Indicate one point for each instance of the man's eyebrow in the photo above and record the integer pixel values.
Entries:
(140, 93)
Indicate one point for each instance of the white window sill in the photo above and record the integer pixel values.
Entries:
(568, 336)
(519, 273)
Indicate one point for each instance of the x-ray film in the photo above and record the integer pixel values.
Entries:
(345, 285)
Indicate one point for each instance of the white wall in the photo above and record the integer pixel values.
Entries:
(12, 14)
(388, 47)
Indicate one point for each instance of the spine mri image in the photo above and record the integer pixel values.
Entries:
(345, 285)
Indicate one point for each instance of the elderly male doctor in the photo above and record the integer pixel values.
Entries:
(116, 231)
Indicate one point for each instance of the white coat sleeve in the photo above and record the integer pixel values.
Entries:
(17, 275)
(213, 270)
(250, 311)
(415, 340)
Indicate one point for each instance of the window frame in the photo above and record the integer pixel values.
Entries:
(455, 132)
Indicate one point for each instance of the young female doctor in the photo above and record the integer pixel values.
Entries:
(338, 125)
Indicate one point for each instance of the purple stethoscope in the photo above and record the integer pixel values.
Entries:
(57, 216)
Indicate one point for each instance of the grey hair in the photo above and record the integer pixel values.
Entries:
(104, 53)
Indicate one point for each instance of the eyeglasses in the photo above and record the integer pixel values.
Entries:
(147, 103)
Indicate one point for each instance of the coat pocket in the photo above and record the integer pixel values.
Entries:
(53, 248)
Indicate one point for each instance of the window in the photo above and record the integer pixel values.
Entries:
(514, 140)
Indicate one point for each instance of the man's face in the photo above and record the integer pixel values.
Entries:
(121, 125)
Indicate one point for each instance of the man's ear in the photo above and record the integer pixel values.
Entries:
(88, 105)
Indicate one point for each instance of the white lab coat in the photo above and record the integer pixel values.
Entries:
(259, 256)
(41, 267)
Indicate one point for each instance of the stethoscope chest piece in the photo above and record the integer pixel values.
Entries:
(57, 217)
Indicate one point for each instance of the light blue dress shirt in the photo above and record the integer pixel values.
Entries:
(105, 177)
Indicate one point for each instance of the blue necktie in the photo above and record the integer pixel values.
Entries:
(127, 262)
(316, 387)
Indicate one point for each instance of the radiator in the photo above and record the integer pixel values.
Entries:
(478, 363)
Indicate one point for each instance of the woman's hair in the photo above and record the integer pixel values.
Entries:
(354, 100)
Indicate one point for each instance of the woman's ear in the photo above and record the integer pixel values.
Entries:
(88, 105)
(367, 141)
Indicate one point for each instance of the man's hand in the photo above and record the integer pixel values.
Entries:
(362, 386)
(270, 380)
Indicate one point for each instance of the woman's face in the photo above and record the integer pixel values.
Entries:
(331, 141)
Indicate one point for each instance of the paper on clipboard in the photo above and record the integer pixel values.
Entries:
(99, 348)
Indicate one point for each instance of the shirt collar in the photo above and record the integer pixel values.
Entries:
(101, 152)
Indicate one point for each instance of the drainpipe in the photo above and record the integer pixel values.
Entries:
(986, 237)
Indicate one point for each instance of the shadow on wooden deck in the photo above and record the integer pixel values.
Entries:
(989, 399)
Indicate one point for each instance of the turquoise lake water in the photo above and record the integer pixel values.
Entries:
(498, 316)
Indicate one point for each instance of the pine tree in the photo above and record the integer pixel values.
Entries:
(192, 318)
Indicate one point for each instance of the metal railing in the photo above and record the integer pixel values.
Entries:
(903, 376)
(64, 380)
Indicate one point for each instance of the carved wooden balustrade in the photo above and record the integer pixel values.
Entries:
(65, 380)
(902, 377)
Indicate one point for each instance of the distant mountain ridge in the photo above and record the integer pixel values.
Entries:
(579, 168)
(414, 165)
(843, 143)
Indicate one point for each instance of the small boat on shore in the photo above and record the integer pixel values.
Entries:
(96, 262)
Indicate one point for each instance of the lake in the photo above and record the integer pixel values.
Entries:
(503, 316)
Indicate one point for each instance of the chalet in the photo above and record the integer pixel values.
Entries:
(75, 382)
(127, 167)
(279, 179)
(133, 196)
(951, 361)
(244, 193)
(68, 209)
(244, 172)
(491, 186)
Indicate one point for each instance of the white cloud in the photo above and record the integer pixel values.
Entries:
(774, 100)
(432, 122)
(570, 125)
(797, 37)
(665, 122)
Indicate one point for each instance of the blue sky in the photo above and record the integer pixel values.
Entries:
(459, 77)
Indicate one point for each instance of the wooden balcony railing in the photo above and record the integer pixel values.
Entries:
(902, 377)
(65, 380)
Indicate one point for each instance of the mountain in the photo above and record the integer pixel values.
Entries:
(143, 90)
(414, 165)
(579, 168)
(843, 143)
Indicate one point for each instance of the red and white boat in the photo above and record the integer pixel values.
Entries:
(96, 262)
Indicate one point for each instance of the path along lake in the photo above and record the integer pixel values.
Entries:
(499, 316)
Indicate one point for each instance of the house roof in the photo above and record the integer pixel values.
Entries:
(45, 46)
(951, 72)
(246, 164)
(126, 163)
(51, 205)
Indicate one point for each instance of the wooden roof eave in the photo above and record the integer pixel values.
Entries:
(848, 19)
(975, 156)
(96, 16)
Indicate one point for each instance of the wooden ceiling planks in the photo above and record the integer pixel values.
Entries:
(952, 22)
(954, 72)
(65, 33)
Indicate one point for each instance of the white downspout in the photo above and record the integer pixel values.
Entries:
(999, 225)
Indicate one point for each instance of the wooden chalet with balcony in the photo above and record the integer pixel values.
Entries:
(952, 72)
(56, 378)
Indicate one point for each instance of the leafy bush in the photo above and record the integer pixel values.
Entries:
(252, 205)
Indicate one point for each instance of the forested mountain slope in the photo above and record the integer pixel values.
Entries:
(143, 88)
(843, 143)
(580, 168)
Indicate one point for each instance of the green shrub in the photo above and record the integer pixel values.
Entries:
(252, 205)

= = = = = = =

> [Your objective]
Which lines of the records above contain the word "chalet"? Show each of them.

> [Solution to this task]
Indicate one point for each instance of the chalet in the photo above and record the integer pixel values.
Indicate one point for each instance of the wooden chalet with balcony in the photo above and record the integer pixel values.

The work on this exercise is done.